TASK GOAL =
Go over the data and keep only the lines that include "gray".

Records from a data source =
= Beginning of Section =

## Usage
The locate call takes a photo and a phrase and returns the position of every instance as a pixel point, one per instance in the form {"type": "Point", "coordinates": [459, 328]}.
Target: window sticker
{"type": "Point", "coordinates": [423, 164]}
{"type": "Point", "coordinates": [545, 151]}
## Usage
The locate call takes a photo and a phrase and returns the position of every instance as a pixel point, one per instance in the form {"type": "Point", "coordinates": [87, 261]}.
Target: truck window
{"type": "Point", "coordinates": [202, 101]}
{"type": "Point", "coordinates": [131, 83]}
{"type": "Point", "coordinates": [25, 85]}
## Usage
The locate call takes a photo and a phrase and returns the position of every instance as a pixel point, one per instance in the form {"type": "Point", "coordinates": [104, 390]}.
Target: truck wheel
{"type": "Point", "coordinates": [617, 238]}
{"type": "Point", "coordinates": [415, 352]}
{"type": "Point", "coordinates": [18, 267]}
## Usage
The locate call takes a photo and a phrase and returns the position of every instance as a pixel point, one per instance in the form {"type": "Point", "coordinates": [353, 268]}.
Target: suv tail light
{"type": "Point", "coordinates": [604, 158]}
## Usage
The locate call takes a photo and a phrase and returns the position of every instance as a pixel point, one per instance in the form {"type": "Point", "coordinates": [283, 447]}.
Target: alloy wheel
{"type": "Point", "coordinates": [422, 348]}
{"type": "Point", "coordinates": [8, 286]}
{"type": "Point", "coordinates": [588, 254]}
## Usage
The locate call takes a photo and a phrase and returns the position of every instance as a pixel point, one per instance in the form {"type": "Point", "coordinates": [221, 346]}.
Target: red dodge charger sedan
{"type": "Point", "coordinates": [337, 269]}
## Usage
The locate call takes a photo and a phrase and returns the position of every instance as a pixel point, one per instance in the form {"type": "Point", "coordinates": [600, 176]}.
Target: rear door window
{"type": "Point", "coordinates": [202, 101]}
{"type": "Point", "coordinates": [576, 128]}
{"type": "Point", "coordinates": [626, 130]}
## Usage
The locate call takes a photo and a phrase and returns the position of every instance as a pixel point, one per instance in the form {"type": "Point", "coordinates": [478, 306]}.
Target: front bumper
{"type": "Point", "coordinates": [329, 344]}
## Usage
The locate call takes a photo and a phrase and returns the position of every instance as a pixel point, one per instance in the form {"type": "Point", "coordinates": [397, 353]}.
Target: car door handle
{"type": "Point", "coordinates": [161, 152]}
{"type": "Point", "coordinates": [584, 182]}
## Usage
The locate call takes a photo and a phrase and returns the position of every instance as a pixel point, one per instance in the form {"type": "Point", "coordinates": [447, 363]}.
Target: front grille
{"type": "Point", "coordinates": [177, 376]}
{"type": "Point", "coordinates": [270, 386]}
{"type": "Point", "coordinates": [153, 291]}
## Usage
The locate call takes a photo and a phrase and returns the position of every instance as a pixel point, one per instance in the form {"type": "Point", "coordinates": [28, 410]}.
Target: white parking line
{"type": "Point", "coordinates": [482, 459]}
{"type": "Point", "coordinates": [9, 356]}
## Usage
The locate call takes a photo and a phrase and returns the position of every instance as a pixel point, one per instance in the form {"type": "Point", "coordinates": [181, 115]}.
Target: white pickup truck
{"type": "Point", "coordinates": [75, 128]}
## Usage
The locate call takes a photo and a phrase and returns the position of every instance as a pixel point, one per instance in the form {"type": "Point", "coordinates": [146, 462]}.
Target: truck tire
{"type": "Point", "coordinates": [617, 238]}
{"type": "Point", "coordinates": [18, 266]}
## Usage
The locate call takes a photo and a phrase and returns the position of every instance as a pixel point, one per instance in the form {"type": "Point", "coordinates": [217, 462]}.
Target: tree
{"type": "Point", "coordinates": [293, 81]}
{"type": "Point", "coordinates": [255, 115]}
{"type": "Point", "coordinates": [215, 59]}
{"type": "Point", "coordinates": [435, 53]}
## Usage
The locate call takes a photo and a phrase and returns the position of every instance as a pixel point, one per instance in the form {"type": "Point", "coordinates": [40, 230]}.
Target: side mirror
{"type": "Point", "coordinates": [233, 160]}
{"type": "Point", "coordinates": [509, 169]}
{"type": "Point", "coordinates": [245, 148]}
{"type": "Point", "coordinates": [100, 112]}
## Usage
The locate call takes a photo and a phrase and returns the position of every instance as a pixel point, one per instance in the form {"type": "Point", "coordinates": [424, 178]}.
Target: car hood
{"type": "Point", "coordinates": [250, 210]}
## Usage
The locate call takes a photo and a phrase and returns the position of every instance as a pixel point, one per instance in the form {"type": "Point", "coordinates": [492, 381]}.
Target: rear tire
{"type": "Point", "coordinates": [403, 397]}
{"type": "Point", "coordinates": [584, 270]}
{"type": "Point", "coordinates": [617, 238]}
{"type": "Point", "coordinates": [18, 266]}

= End of Section =
= Beginning of Section =

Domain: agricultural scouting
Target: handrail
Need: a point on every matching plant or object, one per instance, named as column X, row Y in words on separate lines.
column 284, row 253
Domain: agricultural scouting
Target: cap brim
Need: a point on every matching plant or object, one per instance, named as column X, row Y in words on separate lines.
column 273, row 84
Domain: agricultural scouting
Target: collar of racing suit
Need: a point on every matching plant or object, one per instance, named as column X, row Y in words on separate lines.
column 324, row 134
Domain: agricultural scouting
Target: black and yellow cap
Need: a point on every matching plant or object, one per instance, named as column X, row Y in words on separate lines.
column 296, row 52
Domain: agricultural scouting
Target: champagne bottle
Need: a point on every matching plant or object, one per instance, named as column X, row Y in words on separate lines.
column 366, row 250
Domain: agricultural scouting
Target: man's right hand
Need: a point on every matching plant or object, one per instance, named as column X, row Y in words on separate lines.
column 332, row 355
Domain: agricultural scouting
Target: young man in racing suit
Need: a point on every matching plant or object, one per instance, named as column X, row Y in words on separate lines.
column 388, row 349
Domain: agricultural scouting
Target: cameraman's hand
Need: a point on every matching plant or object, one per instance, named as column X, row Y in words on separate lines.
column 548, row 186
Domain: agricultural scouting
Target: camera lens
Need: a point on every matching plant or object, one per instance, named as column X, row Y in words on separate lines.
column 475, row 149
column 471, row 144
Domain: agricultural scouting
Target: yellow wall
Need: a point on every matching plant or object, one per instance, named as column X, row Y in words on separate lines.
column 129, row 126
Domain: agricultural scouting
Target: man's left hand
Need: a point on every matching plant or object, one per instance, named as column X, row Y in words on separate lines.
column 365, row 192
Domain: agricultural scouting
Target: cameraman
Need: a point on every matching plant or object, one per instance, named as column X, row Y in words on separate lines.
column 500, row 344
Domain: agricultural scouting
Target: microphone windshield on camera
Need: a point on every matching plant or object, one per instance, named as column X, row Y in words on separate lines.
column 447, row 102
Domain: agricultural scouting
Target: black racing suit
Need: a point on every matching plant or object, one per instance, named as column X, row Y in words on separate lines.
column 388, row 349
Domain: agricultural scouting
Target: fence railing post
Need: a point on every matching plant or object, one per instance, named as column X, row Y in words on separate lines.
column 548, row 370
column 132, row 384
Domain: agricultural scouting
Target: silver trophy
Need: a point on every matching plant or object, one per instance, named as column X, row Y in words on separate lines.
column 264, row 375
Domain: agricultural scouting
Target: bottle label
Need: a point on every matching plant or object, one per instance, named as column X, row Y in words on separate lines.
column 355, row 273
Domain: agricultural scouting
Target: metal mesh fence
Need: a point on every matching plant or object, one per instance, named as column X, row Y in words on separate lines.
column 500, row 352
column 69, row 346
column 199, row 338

= End of Section =
= Beginning of Section =

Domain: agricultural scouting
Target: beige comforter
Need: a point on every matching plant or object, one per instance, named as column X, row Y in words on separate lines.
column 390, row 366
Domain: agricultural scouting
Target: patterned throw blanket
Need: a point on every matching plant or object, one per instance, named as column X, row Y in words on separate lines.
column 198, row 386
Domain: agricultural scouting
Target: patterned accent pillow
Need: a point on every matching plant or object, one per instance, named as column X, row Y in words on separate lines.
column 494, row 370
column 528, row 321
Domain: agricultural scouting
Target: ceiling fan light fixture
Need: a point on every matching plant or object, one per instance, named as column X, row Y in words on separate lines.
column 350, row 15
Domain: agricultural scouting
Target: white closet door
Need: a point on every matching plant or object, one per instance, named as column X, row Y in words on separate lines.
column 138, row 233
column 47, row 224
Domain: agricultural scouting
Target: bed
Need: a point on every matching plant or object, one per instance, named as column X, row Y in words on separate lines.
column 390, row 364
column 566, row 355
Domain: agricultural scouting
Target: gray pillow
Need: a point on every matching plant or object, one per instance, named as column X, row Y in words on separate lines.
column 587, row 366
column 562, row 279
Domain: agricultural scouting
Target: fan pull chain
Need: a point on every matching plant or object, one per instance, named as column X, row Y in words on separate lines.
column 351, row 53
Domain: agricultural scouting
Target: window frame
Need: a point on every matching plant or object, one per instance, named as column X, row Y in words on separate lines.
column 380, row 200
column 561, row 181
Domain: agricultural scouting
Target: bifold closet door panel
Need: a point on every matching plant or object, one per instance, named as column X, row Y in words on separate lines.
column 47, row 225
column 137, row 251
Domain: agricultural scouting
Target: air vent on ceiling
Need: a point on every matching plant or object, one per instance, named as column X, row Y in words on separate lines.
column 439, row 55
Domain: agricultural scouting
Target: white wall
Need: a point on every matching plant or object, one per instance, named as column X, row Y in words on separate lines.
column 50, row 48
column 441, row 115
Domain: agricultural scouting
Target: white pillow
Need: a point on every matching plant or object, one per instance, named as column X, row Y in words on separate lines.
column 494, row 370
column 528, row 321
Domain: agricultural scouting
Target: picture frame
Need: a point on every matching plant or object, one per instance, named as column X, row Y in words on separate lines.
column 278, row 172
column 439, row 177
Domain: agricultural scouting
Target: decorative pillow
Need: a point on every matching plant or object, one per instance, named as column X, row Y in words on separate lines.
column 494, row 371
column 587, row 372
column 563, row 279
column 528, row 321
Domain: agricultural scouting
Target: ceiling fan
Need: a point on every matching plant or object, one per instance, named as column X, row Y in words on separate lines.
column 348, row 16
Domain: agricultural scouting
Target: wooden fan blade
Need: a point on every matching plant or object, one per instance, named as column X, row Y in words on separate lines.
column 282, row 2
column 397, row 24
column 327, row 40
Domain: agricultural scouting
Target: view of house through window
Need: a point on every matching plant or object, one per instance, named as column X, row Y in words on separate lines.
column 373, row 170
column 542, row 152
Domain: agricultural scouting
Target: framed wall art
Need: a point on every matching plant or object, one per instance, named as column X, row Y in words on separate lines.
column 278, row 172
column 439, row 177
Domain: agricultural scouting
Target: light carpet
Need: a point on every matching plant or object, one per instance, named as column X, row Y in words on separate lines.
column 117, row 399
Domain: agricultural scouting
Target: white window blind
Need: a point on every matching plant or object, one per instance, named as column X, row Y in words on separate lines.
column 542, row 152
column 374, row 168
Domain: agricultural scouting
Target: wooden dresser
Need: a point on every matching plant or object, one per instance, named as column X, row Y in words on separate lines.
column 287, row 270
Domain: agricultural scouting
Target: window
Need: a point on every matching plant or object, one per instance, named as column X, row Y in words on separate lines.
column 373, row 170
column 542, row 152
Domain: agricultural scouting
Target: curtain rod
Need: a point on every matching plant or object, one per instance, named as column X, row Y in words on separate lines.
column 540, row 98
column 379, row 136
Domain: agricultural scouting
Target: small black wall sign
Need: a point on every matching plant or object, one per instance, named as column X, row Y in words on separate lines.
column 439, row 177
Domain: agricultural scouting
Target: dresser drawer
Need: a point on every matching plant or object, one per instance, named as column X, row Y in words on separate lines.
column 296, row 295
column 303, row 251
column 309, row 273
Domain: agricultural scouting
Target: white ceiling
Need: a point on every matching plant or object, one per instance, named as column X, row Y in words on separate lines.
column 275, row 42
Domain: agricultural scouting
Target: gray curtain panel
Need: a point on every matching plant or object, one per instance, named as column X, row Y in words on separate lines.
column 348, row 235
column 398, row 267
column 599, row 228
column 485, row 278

= End of Section =

ANSWER SPACE =
Target: gray pillow
Target: gray curtain panel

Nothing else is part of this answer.